● DO THIS
Could you convert each line of the entries below into a JSON list of strings, one string per line, with blank lines and pictures left out?

Start of EXERCISE MATERIALS

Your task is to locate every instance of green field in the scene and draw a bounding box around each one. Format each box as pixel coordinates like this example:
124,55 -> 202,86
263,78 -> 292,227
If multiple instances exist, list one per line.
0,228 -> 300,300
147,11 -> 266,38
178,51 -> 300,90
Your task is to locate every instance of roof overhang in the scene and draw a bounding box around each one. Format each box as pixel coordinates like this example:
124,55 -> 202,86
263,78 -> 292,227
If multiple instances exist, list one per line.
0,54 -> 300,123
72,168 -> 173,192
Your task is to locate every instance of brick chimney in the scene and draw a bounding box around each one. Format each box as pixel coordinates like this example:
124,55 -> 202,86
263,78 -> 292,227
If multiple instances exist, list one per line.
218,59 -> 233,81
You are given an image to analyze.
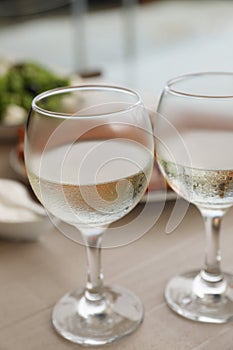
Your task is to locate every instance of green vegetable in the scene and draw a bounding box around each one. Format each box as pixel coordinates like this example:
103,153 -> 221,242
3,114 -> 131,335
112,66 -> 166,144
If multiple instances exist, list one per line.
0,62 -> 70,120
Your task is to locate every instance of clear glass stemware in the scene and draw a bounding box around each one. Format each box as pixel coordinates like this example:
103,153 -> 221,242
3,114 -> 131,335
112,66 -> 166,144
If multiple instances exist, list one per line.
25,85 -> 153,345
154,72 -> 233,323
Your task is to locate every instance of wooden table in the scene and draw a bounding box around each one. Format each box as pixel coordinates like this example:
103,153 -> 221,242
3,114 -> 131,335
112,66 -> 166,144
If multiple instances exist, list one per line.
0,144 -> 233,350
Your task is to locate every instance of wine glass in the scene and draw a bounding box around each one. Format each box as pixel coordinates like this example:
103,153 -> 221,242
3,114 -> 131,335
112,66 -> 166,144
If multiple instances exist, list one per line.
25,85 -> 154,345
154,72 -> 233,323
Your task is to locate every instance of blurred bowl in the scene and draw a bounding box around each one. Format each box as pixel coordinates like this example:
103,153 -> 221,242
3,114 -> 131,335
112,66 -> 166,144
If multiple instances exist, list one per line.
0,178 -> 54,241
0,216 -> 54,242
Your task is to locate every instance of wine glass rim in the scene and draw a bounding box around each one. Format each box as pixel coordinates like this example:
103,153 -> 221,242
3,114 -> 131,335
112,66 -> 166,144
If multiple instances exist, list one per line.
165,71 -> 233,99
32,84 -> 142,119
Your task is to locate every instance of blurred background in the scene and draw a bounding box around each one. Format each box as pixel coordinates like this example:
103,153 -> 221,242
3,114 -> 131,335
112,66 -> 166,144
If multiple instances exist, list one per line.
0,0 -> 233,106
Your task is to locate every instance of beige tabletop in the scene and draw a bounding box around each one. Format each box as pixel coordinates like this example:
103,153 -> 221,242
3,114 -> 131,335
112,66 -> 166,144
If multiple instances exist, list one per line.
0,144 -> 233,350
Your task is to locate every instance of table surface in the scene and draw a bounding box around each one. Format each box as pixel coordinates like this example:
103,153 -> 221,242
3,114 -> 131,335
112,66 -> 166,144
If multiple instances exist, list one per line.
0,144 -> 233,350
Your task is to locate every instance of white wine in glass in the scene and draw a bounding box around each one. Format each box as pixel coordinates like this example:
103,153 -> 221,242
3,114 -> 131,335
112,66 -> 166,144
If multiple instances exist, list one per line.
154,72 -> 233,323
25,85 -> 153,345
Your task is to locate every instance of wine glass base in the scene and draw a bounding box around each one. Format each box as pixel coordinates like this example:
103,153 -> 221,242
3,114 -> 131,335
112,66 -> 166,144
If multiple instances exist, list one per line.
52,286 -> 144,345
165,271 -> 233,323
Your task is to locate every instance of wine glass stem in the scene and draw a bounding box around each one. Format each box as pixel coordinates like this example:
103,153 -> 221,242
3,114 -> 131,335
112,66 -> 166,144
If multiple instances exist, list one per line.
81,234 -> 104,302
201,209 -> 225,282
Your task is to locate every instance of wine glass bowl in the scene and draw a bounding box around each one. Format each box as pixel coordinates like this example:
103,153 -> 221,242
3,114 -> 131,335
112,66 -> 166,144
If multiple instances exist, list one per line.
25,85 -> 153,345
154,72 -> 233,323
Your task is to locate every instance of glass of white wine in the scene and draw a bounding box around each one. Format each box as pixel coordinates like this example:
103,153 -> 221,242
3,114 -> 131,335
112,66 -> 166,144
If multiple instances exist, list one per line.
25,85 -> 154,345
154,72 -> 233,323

End of EXERCISE MATERIALS

● EXERCISE RESULT
[
  "Your task is to locate every instance of green field in the scene and draw a bounding box around each one. Format each box as pixel coordinates like this example:",
  "124,55 -> 202,86",
  "263,78 -> 292,227",
  "If multiple instances exist, list one per line.",
  "0,228 -> 300,300",
  "147,11 -> 266,38",
  "178,51 -> 300,90",
  "Your task is to locate every instance of roof overhang in the scene and draw a bounding box around each one. Format each box as pixel coordinates like this example:",
  "124,55 -> 202,86",
  "263,78 -> 292,227",
  "If multiple instances exist, list one per line.",
  "0,54 -> 300,123",
  "72,168 -> 173,192",
  "Your task is to locate every instance of brick chimney in the scene and draw a bounding box around each one. Format each box as pixel coordinates like this example:",
  "124,55 -> 202,86",
  "263,78 -> 292,227",
  "If multiple instances exist, list one per line.",
  "218,59 -> 233,81",
  "You are given an image to analyze.",
  "Your task is to locate every instance of green vegetable in the scene and draw a bounding box around each one. Format each box as pixel coordinates like this example:",
  "103,153 -> 221,242",
  "3,114 -> 131,335",
  "112,66 -> 166,144",
  "If multiple instances exist, list one per line.",
  "0,62 -> 70,120",
  "Your task is to locate every instance of clear glass stemware in the scene and draw a bounding box around each one. Format each box as pixel coordinates like this example:",
  "103,153 -> 221,242",
  "3,114 -> 131,335",
  "112,66 -> 166,144",
  "If multiple instances exist, list one per line.",
  "25,85 -> 153,345",
  "154,72 -> 233,323",
  "Your task is to locate every instance of wooden table in the scene and draw a bounding box around each one. Format each box as pixel coordinates like this example:",
  "103,153 -> 221,242",
  "3,114 -> 131,335",
  "112,66 -> 166,144",
  "If multiple instances exist, list one per line.",
  "0,144 -> 233,350",
  "Your task is to locate every instance of wine glass in the scene and draw a bounding box around each one. Format each box as pixel coordinates like this example:",
  "103,153 -> 221,242",
  "3,114 -> 131,335",
  "112,66 -> 166,144",
  "If multiple instances exist, list one per line.",
  "25,85 -> 154,345",
  "154,72 -> 233,323",
  "Your task is to locate every instance of blurred bowl in the scene and draw a bounding box around each one. Format each box as pixel coordinates like this example:",
  "103,153 -> 221,242",
  "3,114 -> 131,335",
  "112,66 -> 166,144",
  "If multiple instances exist, list one per line.",
  "0,178 -> 54,241",
  "0,216 -> 54,242",
  "Your task is to locate every instance of wine glass rim in the scene and draw a bounding box around each one. Format each box as pixel coordinates like this example:",
  "103,153 -> 221,242",
  "3,114 -> 131,335",
  "112,66 -> 166,144",
  "If multiple instances exist, list one per line.",
  "165,71 -> 233,99",
  "32,84 -> 142,119",
  "Your task is to locate every instance of blurred background in the scene and draw a bounding box around each one. Format each box as pixel coordinates like this example:",
  "103,153 -> 221,242",
  "3,114 -> 131,335",
  "112,66 -> 166,144",
  "If multiple instances exist, list one per line.",
  "0,0 -> 233,106",
  "Your task is to locate every instance of beige tabletop in the scene and draw a bounding box around each one. Format each box as pixel coordinates like this example:",
  "103,153 -> 221,242",
  "3,114 -> 131,335",
  "112,66 -> 166,144",
  "If multiple instances exist, list one per line.",
  "0,144 -> 233,350",
  "Your task is to locate every instance of table surface in the scene and draw a bounding box around each one. Format each box as pixel coordinates like this example:",
  "103,153 -> 221,242",
  "3,114 -> 131,335",
  "112,66 -> 166,144",
  "If multiple instances exist, list one per line.",
  "0,144 -> 233,350",
  "Your task is to locate every instance of white wine in glass in the scene and draw a bounding box around each one. Format each box as pixel coordinates like this example:",
  "103,153 -> 221,242",
  "3,114 -> 131,335",
  "112,66 -> 166,144",
  "If multiple instances exist, list one per line.",
  "154,72 -> 233,323",
  "25,85 -> 153,345",
  "Your task is to locate every instance of wine glass base in the scene and draw a bounding box around each one. Format each box as pixel coordinates like this example:",
  "103,153 -> 221,242",
  "3,114 -> 131,335",
  "112,66 -> 166,144",
  "If multiple instances exist, list one per line.",
  "52,286 -> 144,345",
  "165,271 -> 233,323",
  "Your task is to locate every instance of wine glass stem in the scene and draw a bounding box around each one. Format each box as pixel coordinates like this example:",
  "103,153 -> 221,242",
  "3,114 -> 131,335",
  "112,66 -> 166,144",
  "If multiple instances exist, list one per line.",
  "81,234 -> 104,302",
  "201,209 -> 225,282",
  "Your task is to locate every instance of wine glass bowl in the scene and draw a bounding box around each one. Format each box as pixel coordinates like this example:",
  "103,153 -> 221,242",
  "3,114 -> 131,335",
  "112,66 -> 166,144",
  "If multiple instances exist, list one per line.",
  "25,85 -> 153,345",
  "154,72 -> 233,323",
  "Your task is to locate every instance of glass of white wine in the scene and draw a bounding box around each one. Format each box as pixel coordinates like this example:",
  "103,153 -> 221,242",
  "3,114 -> 131,335",
  "112,66 -> 166,144",
  "If multiple instances exist, list one per line.",
  "25,85 -> 154,345",
  "154,72 -> 233,323"
]